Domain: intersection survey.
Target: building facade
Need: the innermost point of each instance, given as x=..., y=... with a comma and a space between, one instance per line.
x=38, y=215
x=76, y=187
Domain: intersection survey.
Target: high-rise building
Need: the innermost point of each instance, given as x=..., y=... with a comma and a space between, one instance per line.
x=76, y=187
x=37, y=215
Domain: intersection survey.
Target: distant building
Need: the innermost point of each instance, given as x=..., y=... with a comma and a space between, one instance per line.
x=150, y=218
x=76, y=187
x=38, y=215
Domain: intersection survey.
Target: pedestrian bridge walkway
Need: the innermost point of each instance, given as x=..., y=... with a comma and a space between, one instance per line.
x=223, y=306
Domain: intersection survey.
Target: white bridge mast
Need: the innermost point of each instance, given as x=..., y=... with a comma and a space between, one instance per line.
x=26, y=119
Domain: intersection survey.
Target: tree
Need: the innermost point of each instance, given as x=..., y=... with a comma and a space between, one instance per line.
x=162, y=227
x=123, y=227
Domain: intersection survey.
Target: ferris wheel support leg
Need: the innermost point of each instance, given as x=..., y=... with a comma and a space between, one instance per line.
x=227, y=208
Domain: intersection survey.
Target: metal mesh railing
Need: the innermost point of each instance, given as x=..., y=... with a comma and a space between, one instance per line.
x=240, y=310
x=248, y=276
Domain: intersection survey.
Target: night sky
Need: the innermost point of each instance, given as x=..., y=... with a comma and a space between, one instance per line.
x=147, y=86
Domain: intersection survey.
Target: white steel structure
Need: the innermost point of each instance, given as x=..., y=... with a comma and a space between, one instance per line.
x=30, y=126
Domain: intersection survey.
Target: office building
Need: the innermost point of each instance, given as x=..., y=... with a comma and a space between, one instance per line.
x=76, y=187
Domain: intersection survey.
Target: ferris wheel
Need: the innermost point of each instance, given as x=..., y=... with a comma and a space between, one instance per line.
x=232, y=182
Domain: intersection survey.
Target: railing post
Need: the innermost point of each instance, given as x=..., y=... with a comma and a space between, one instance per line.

- - - - - - -

- **What you are asked to do**: Rewrite all the entries above, putting "street scene survey" wherever "intersection survey" appears and keeping everything else unchanged.

- **Result of the task**:
Domain: street scene survey.
Target: building facade
Need: the innermost point of each instance, given as x=..., y=... with a comma and a space between, one instance per line.
x=38, y=215
x=76, y=187
Domain: street scene survey.
Target: high-rise building
Need: the innermost point of each instance, given as x=..., y=... with a comma and a space between, one instance per line.
x=76, y=187
x=37, y=215
Domain: street scene survey.
Target: distant building
Need: the innermost point of each instance, given as x=..., y=... with a comma and a space between, one instance per line.
x=150, y=218
x=76, y=187
x=38, y=215
Domain: street scene survey.
Target: pedestrian bridge walkway
Need: the innermost point of each instance, given as x=..., y=... with a comma and a space between, one instance per line.
x=223, y=306
Domain: street scene survey.
Target: white bridge mast
Need: the innermost point of each instance, given as x=..., y=... with a comma and a space between, one instance per line.
x=26, y=119
Domain: street scene survey.
Target: tree
Need: the innermost point of each instance, given as x=..., y=... with a comma and a space between, one instance per line.
x=162, y=227
x=123, y=227
Domain: street scene survey.
Target: ferris wheel support leg
Need: the innermost point of each instance, given as x=..., y=... with a comma and a space between, one instance per line.
x=227, y=208
Domain: street scene survey.
Target: metal mesh railing
Need: the innermost point of each instance, given as x=..., y=... with a comma and a space between, one instance per line.
x=240, y=310
x=248, y=276
Domain: street scene survey.
Target: night sky
Need: the innermost point of each instance, given as x=..., y=... with a comma and a space between, one instance per line.
x=147, y=86
Domain: street scene survey.
Target: white steel structure
Need: the innermost point of each instance, given as x=..., y=... with a comma and a space between, one instance per line.
x=30, y=126
Domain: street scene survey.
Target: office building
Need: the innermost point of each instance, given as x=..., y=... with a comma and a space between, one instance per line.
x=76, y=187
Domain: street scene survey.
Target: ferris wheel
Need: the innermost point of each instance, given as x=..., y=... with a comma and a space between, one instance per line.
x=232, y=182
Domain: street scene survey.
Target: railing post
Need: the innermost point of each instance, given as x=..., y=... with a comma and a space between, one instance per line.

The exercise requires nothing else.